→ **EXCERPT PROVIDED**:
-- -- --

BY Kara Cutruzzula—Shine5 minute read

Do you wake up feeling like you’re already behind?

Hi. Yes. Me, too.

Time scarcity—the feeling that you’re racing against a clock that somehow ticks faster every day—can feel like it’s motivating you, but actually, it can be sneakily sabotaging your progress.

As Josh Spector writes over at For the Interested: “We all feel we don’t have enough time in the day to get things done, but that’s the wrong way to frame the issue. Your real issue may be that you have too much you want to get done.”

I have a theory that time scarcity is also linked to something I’ll call time scatteredness. This happens when you really have no idea how long it takes us to complete tasks, and this skews how much time you think you have or need.

This can work in two ways:

1. You think something takes less time than it actually does

Anyone who’s perpetually late for work or school or events understands this one—you think, “Oh, it’ll only take 30 minutes to get there!”

Inevitably, 30 minutes before you’re due somewhere, you say, “I should probably leave now”— yet the problem is that you didn’t factor in that it probably takes you 5-10 minutes to get out of the door (drink a glass of water, one last mirror check, wait gotta find my shoes, what’s the address again?), and boom, you’re already 10 minutes late before you’ve set out the door.

The same thing can happen if you have meetings planned during your day. A half-hour meeting isn’t actually a half-hour—you might have to prep some work beforehand, find your meeting space, dial into a conference call, write a recap or follow-up questions, and so on.

-- -- --

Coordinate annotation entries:
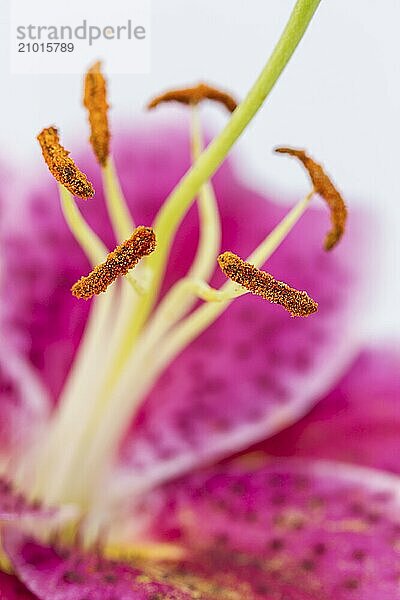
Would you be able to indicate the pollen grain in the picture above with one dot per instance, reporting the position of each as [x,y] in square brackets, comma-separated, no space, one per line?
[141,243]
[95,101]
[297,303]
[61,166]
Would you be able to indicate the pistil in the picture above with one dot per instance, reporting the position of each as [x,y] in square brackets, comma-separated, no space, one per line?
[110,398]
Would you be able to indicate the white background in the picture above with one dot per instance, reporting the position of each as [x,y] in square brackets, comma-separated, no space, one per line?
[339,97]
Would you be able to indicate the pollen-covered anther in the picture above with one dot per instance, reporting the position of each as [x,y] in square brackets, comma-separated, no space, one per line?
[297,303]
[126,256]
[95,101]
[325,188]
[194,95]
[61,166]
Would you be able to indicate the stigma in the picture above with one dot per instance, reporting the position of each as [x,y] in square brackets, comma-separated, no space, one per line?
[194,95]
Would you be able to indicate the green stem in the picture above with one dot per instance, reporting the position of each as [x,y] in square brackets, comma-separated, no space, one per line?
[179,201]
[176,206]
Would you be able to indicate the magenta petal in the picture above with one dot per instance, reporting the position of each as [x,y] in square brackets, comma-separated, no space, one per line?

-- -- --

→ **OBJECTIVES**:
1. From the time scarcity article, list each activity it names that can come along with a half-hour meeting.
2. Answer these about the time scarcity article:
(a) Who writes over at For the Interested?
(b) What term does the author coin for something linked to time scarcity?
(c) How long does it probably take to get out of the door?
The rows come from a different source than the text.

→ **SOLUTIONS BELOW**:
1.
- Prep some work beforehand
- Find your meeting space
- Dial into a conference call
- Write a recap or follow-up questions

2.
(a) Josh Spector
(b) Time scatteredness
(c) 5-10 minutes